--- Texte présenté ---

A : Tout ce qui est dans le film Marie Heurtin est vrai, hein, ça il y a eu évidemment un gros travail de documentation, difficile, puisque les français n’ont, en tous cas en l’occurrence hein, pas eu le même intérêt pour cette histoire que les américains, et qu’il y a relativement peu de documentation, mais je me suis basé, justement, sur les textes que Marie Heurtin a écrits par la suite, quelques notes de sœur Marguerite et des registres des filles de la sagesse.
Donc tout ce qu’on voit dans le film est authentique.
Ça ne me serait jamais venu, moi, à l’idée, que le premier signe que va apprendre Marie Heurtin, c’est le signe « couteau », pourquoi ? C’est parce que c’est l’objet qu’elle avait emmené de chez ses parents, un petit canif que lui avait donné ses parents et qui lui rappelait sa maison quoi, hein, elle le reniflait tout le temps, elle était malheureuse, hein, comme le sont les enfants handicapé aujourd’hui, hein, quand il s’agit de quitter la Lorraine pour aller à Poitier quand vous êtes sourd et aveugle, parce qu’il n’y a pas d’endroit nul part ailleurs.
Les enfants, quand ils arrivent là, ils sont séparés de leurs parents, de leur maison, donc évidemment ils sont en souffrance, ils sont malheureux, et Marie Heurtin, c’était la même chose. Et l’objet qui la reliait à chez elle, à Nantes, c’est une famille de Nantes, et elle était là à Poitier, c’était ce petit canif.
Et qui fait que Marguerite a eu l’idée, au bout de quelques mois, hein, il a d’abord fallu apprendre à la petite à ce laver, ce qu’elle refusait depuis dix ans, à se coiffer, à lui apprendre que ce n’est pas une agression, que c’est le respect de soi, hein, que de prendre soin de son corps, c’est quand même le trésor qu’on a sur cette terre, que c’est du respect de soi, que c’est pas une agression, lui apprendre à manger plus proprement, et ensuite il fallait lui apprendre le premier signe.

---

◆ Travail à faire ◆
D'après le texte sur le film Marie Heurtin, quel est le premier signe que Marie Heurtin va apprendre ? Les lignes n'ont aucun lien avec le texte.

--- Lignes extraites ---

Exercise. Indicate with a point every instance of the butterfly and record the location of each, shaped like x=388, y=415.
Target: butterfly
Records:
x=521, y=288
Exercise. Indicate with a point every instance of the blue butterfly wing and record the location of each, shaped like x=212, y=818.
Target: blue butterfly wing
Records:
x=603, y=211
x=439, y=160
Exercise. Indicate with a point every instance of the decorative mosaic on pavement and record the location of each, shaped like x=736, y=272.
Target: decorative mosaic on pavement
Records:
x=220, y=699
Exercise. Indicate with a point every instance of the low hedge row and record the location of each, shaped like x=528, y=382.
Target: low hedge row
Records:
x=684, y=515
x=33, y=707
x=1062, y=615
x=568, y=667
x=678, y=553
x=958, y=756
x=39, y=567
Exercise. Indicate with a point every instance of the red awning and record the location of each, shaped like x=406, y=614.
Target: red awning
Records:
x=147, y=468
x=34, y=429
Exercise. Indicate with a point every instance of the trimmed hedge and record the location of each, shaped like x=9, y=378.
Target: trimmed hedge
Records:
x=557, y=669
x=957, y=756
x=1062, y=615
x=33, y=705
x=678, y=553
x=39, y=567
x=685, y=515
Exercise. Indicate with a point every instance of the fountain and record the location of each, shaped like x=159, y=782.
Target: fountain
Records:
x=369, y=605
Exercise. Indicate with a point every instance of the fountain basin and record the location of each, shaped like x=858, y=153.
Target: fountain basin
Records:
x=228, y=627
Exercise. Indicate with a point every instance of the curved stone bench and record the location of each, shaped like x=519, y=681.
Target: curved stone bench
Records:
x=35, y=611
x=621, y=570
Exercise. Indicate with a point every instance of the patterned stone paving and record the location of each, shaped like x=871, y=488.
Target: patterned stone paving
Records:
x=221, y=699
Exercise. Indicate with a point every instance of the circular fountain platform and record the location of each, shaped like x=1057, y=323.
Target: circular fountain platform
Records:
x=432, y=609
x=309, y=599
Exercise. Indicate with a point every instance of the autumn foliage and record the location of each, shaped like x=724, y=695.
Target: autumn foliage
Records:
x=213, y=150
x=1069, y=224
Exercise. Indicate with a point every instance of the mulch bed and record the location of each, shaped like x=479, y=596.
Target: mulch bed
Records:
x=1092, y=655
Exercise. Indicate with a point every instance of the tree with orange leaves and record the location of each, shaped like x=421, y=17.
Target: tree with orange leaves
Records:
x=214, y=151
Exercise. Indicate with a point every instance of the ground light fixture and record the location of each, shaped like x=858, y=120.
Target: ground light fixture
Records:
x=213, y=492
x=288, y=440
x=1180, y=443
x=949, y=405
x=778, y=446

---

◆ Réponse ◆
Le signe « couteau ».